§ **Work order**
Skip the pictures, and retype the data below in full, exactly.
>>>
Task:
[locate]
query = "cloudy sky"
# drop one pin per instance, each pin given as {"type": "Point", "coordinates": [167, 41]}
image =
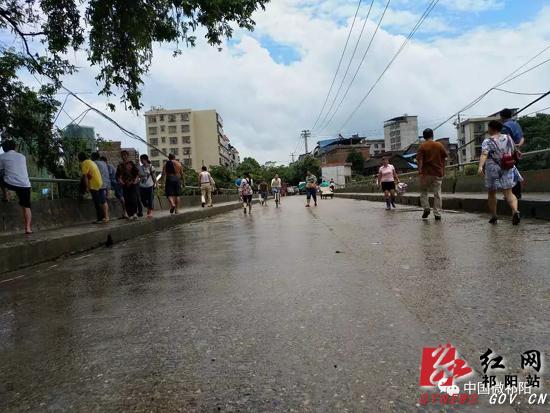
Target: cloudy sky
{"type": "Point", "coordinates": [270, 84]}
<<<
§ **Answer box**
Task:
[locate]
query = "cloudy sky"
# drop one pin per instance, each pin given as {"type": "Point", "coordinates": [167, 41]}
image =
Target: cloudy sky
{"type": "Point", "coordinates": [270, 84]}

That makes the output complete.